**Referring expression data:**

------------------------------------

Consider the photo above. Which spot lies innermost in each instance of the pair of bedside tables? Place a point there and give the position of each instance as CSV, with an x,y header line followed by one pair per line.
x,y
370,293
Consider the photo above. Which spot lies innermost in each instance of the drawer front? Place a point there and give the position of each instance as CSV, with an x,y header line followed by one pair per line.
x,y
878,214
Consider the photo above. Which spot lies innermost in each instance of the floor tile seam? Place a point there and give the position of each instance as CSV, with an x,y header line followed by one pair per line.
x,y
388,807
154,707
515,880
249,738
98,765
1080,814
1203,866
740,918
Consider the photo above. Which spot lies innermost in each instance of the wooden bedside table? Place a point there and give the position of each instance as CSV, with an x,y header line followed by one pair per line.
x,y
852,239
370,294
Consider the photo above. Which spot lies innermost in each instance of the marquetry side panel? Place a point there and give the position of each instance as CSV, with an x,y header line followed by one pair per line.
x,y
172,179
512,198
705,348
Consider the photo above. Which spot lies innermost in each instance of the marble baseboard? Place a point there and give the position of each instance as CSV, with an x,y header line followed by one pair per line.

------------------------------------

**Requirement:**
Reproduce the entries above in full and exactly.

**Answer to this task:**
Consider the photo above. Which spot lies innermost in each instance of the pair of bedside tables? Place a point there and give the position of each instance as CSV, with an x,y header line followed by one pair per line.
x,y
370,293
Consider the photo above. Which spot lies innermost in each instance of the drawer front? Place a point there and give the position of each instance as CSV, with an x,y header line followed by one pair per line.
x,y
878,214
Consider the photo above. Which spot lies innermost in each instance of the floor tile seam? Place a point there and give the position of each instance as CSV, with an x,y header line followed by one pair per line.
x,y
388,807
154,707
515,880
249,738
98,765
1080,814
1203,866
740,918
Consider the photo above. Which spot lies innermost in each instance of the wooden bedside table? Place a point there and give the position of each instance as CSV, with an x,y header line followed by one pair per line.
x,y
852,239
370,294
Consider the photo above. Which spot lies innermost in each instance of the marquetry side panel? Place a point there and give the position of each instance as CSV, with an x,y header line followed by one pair per line.
x,y
172,179
512,198
705,348
Consider the photo above. Which spot lies innermost in each instance of the marble baseboard? Place a point there and give the position of each instance as CSV, with an x,y header line followed by one pair per line.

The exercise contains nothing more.